How do you find that next piece of strength? Some of it is if you have people depending on you. Sometimes, it’s the responsibility of the people that you have hired who are expecting you to pay them because it’s a challenge, which leads us directly into the chaos of change. I love that title. We all talk about change and chaos. Can you talk a little bit about the connection between change and chaos?
They’re definitely permanently linked. In our businesses and our careers as well in life in general, change is not expected. It’s essential. In order for growth, we’re going to see change. All change has a whole other topic but all change has a positive and a negative side to it. It’s like electricity. There’s a positive and a negative piece of it in all change but the one thing that change has in common is it always creates chaos. It’s because of that alternating. We’re always letting go of something to move into something new.
Even if we’re moving into is exactly what we want, it still creates chaos. Look at how things change happens, change starts with a decision, and it’s a decision based on what we can see in the future where we want to go but it’s the transition time in between the decision and the results where all the chaos happens. We all want change. Few people want to go through that transition period. When you are leading others through that transition period or that transition periods have been created for you because of somebody who is leading you, it’s a whole different set of chaos to go through.
How do we deal with it? How do we cope with it? How do we do with it without getting ulcers or massive amounts of alcohol?
A glass of wine here or there is certainly not going to hurt most people. That could be a helpful piece as well because what it comes down to is we need to learn how to embrace the chaos. It’s going to be there. I think a lot of us try to avoid chaos, that’s going to make it difficult. If we’ve got to deal with this, that means we probably shouldn’t do this because that’s too difficult but where we want to get to on the other side of that chaos is important to us. We need to understand that it’s a part of the process. If we look at the whole experience of chaos, we think about the face of a clock. At 12:00 on that clock, that’s your status call.
This is how things have always gone. Maybe that status quo has been going on for years or it’s been going on for weeks but this is status quo for you. At the 3:00 point, this is where we’ve gathered new information. We’ve learned something new. Maybe that is a new opportunity, a potential challenge in front of us that we need to be prepared for or a staff change. There are so many things that come into our lives, our careers and our businesses that are new information. We’ve shifted through that new information and decide where those changes need to happen. The next step at that 6:00 circle is implementation. So far, we’re doing great. We’ve made all these tough decisions. We’ve decided what we’re going to implement.

——————————

--- Problems to work on ---
1) Return the part of the interview on change and chaos starting at "This is how" and ending at "going to implement.".
2) State whether each statement agrees with the interview on change and chaos, answering yes or no and quoting the words that decide it: (a) change always creates chaos; (b) on the clock face, the 3:00 point stands for implementation; (c) a glass of wine is said to be harmful to most people.

——————————

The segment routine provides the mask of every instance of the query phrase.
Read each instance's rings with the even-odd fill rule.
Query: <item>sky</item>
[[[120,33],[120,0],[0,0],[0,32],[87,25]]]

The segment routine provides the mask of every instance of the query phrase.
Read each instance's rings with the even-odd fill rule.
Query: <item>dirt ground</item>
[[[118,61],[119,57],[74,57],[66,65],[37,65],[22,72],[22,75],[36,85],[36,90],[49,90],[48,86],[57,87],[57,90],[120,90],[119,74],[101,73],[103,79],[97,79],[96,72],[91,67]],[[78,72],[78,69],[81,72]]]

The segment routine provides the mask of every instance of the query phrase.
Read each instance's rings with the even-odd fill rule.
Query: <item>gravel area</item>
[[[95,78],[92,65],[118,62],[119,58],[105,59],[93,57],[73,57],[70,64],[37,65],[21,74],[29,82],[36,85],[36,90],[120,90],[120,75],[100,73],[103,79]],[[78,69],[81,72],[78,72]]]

——————————

--- Answers to each task ---
1)
This is how things have always gone. Maybe that status quo has been going on for years or it’s been going on for weeks but this is status quo for you. At the 3:00 point, this is where we’ve gathered new information. We’ve learned something new. Maybe that is a new opportunity, a potential challenge in front of us that we need to be prepared for or a staff change. There are so many things that come into our lives, our careers and our businesses that are new information. We’ve shifted through that new information and decide where those changes need to happen. The next step at that 6:00 circle is implementation. So far, we’re doing great. We’ve made all these tough decisions. We’ve decided what we’re going to implement.

2)
(a) Yes: "the one thing that change has in common is it always creates chaos."
(b) No: "At the 3:00 point, this is where we’ve gathered new information."
(c) No: "A glass of wine here or there is certainly not going to hurt most people."